* BEGIN Source text *

Directional drilling is the practice of drilling non-vertical wells. Horizontal wells tend to be more productive than vertical wells because they allow a single well to reach multiple points of the producing formation across a horizontal axis without the need for additional vertical wells. This makes each individual well more productive by being able to reach reservoirs across the horizontal axis. While horizontal wells are more productive than conventional wells, horizontal wells are costlier.
Conventionally, casings can be run all way to the surface which adds an extra cost of casing length. Other methods can include hanging the casing just above the horizontal or deviated section using a packer, a liner hanger, combination of both. Although this can be a cheaper method, it is still expensive and increases operational complexity. Alternative methods include running the casing all the way to the surface, then intervening with mechanical or chemical cuts to severe the casing at a point above the horizontal section. However, this provides uncertainty of a shape and condition of the severed portion for re-entry purposes. s.
Accordingly, needs exist for systems and methods to mechanically remove or disconnect portions of casing and assemblies from a wellbore, while the assemblies are within the wellbore.
Embodiments disclosed herein describe systems and methods for a tool to remove portions of casing and assemblies from a wellbore. In embodiments, a bottom sub-assembly and casing may be configured to be selectively detached from an upper sub-assembly. This may allow for tools and casing within the wellbore to be efficiently and effectively removed from the wellbore without having to cut tools downhole. Embodiments may include a bottom sub-assembly, housing, and upper sub-assembly. In other concepts, the embodiments disclosed herein may describe systems and methods for a tool to be used to severe, detach portion of the casing or assembly from the rest of the casing joints without removing the detached casing from the well bore
Embodiments may further include an upper sub-assembly connected to a collet, dogs, dies, or any other device (hereinafter collectively and individually referred to as “collet”). The collet may shoulder on a no go, the embodiments may further form two independent parts, the upper sub-assembly and the lower sub-assembly. The upper sub-assembly and the lower sub-assembly may be run in the wellbore as a single piece. The collet may be further supported with a support sleeve, which is connected to the upper sub-assembly. The support sleeve may be configured to f support the collet and prevent the collet from collapsing. The support sleeve may be connected to the upper sub-assembly via shear pins, dissolvable ring, or any other temporary coupling device.
The bottom sub-assembly may include a burst disc. In operation, the tool may be positioned within the wellbore. Pressure within the tool may be increased, and the burst disc may rupture. This may enable circulation at the top of the casing to circulate any excess cement that was bumped through the tool and through the casing shoe and back into the annulus side within the wellbore below the tool to return through the tool. The bottom sub-assembly may also include a cutout that allows for the linear movement of a support sleeve.

* END Source text *
* BEGIN Source data *

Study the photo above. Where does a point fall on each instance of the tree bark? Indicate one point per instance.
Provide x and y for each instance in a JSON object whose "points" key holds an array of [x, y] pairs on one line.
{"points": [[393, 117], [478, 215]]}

* END Source data *

- **Required task 1**: In the drilling text, what part of the bottom sub-assembly ruptures when pressure within the tool is increased?
- **Required task 2**: Copy the passage of the drilling text starting with "Directional drilling is" and going on through "wells are costlier.".

- **Worked answer 1**: A burst disc.

- **Worked answer 2**:
Directional drilling is the practice of drilling non-vertical wells. Horizontal wells tend to be more productive than vertical wells because they allow a single well to reach multiple points of the producing formation across a horizontal axis without the need for additional vertical wells. This makes each individual well more productive by being able to reach reservoirs across the horizontal axis. While horizontal wells are more productive than conventional wells, horizontal wells are costlier.